Material and Methods
From June to August 2012, three free-flying local honey bee colonies of mixed European origin were used for the study (~4,000–5,000 workers, one mated and ovipositing queen) in Bern, Switzerland (Latitude: 46.967223; Longitude: 7.397433). Since A. mellifera is not a protected species, no specific permission was required to perform the study. In order to control the carbohydrate supply of each colony and to correlate it to storage patterns, the study was conducted during a nectar dearth and sugar water was provided in feeding trays within the hives.
The test colonies were housed in small sized Miniplus (R) hives [30 × 30 × 34 cm, with 5 frames], thereby enabling to focus the X-ray beam on a limited surface area for an enhanced scanning resolution. The combs containing brood and pollen (with occasional traces of nectar and honey, < 2% of cells) were left in the hives, but the peripheral honey combs were replaced with newly drawn empty combs (hereafter designated as the “test combs”) to promote and monitor carbohydrate storage. No smoke was used during colony inspections to limit nectar take up by workers, which would interfere with naturally occurring storage processes.
Each hive was equipped with a Miniplus (R) feeding tray in which two containers [Ø = 13 cm, height = 6 cm] were placed. In order to study the storage of food covering most of the range of sugar concentration encountered during foraging (15%–65% [19,20]), 30% and 70% sugar-water solutions were provided. Given that no knowledge is currently available to determine which conditions favour honey cell filling and capping, the feeding regime was adjusted according to the observations on storage progress during the study. From day one to three, we fed daily 200 ml volumes of 30% and 70% sugar solution to each colony. From day 4 onwards, we increased the quantity of both solutions given to ensure satiation and therefore promote storing and thus the need for ripening. From day five to six, colonies were only provided with 30% sugar solution in a further attempt to promote ripening behaviour. Subsequently, from days 7 to 10, the colonies were only provided with 70% sucrose solution, to promote sealing of honey cells. The amount of food consumed and stored was determined daily by weighing the containers placed in the feeder and weighing the test combs after brushing the bees away.
To confirm that the colonies were hungry and thus willing to use the food provided during the study and to identify any potential bias from other nectar sources available to the free-flying colonies, we assessed the nectar flow by measuring the crop sugar concentrations of 5 returning workers daily for each colony. For this, we compressed their abdomens dorsoventrally, leading to regurgitation of crop contents . The droplet obtained was placed in a refractometer and its sugar concentration measured .

──────────

## [Instructions to follow]
According to the methods passage, why was no smoke used during colony inspections?

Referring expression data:
──────────

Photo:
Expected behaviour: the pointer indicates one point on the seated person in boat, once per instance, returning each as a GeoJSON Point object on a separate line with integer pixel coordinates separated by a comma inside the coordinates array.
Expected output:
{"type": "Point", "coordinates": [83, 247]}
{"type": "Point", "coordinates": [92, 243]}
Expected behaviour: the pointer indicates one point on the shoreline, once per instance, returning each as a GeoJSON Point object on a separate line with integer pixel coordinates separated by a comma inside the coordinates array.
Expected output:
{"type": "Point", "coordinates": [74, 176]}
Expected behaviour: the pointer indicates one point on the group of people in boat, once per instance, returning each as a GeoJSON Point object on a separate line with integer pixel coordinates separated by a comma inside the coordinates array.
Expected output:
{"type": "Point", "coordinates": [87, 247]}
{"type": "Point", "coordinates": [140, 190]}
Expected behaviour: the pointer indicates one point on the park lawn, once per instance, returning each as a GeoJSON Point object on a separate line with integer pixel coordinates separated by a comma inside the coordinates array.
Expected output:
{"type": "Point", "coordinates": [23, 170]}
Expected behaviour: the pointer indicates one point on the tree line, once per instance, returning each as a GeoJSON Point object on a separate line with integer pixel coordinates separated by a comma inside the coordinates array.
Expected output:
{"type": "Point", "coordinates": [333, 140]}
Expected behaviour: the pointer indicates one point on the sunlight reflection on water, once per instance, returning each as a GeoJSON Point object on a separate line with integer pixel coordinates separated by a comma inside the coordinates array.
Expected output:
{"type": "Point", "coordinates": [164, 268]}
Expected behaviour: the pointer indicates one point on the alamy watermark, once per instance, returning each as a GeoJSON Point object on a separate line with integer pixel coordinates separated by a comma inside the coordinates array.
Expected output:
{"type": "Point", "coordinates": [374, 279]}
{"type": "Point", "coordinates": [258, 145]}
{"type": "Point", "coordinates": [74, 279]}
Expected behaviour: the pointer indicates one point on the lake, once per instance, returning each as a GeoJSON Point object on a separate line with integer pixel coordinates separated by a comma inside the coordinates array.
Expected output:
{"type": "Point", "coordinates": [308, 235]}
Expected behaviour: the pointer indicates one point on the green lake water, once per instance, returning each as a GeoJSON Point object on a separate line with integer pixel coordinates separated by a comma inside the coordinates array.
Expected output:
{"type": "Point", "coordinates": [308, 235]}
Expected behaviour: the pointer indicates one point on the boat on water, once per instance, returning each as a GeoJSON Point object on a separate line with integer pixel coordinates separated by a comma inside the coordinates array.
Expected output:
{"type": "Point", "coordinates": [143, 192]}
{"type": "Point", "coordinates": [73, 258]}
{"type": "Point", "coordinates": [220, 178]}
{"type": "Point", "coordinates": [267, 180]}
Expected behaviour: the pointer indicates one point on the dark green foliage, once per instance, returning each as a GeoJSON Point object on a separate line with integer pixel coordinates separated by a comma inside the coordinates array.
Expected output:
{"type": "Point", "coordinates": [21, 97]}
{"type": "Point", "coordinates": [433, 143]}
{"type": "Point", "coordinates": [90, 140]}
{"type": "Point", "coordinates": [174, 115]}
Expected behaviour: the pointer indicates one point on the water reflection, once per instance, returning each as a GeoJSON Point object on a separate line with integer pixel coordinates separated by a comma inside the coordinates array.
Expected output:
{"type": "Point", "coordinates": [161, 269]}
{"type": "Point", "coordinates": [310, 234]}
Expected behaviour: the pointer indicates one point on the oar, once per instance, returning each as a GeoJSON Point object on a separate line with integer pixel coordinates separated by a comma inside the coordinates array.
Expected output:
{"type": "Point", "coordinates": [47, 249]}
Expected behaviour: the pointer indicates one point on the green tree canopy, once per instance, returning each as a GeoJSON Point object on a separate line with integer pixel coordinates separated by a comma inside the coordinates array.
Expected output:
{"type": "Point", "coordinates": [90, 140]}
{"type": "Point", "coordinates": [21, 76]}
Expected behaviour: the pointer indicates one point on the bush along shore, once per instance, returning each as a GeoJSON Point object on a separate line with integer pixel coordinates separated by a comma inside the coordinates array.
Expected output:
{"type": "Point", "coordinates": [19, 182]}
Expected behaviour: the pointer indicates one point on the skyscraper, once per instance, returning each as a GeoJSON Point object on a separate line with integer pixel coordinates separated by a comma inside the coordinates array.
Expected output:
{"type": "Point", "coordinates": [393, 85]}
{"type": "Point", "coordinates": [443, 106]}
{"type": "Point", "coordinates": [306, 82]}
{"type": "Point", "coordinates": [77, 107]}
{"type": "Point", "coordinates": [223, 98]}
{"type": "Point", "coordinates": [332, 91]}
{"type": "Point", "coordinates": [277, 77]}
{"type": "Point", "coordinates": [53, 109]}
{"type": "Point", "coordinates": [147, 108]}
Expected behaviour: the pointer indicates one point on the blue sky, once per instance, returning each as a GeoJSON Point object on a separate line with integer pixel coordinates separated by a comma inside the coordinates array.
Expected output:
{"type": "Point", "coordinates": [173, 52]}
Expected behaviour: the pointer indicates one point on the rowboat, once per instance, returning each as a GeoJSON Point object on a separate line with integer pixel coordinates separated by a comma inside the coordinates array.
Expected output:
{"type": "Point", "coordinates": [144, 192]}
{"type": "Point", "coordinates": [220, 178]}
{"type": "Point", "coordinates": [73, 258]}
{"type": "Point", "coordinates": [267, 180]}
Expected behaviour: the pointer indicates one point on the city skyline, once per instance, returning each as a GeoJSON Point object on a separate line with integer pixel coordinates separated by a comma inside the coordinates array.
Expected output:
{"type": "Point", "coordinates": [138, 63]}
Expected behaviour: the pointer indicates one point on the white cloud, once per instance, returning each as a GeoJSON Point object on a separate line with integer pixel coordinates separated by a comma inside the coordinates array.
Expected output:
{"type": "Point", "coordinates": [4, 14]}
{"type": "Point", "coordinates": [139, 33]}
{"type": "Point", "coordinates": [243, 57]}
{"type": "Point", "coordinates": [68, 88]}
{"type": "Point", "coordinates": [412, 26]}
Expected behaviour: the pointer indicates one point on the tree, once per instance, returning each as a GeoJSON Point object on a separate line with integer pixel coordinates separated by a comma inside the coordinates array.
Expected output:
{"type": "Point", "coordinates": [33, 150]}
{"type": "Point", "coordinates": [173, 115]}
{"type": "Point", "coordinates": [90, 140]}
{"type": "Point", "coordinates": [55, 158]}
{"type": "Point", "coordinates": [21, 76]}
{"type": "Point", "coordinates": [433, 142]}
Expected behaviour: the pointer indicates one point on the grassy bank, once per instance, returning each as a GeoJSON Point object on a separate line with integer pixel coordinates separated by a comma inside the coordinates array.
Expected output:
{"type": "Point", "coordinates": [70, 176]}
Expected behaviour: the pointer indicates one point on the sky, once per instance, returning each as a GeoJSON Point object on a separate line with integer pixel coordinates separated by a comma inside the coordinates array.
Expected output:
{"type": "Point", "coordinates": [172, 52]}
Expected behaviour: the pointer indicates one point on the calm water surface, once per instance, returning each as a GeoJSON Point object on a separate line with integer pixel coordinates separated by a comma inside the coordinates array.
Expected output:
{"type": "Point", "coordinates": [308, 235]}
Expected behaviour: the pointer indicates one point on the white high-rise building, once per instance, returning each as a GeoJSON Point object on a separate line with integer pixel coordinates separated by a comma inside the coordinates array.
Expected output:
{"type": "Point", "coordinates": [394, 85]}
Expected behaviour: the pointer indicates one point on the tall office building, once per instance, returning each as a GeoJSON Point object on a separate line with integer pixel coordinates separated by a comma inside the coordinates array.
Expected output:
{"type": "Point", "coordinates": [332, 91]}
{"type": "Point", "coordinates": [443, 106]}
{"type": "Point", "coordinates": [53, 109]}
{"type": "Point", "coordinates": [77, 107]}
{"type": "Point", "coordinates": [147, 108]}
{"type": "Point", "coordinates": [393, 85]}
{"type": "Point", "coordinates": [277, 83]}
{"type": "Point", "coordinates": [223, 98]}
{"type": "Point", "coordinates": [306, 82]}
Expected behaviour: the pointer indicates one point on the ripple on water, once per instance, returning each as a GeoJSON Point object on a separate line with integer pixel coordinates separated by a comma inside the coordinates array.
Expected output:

──────────

## [Exercise answer]
Smoke was avoided to limit workers taking up nectar, which would have interfered with the storage processes that occur naturally.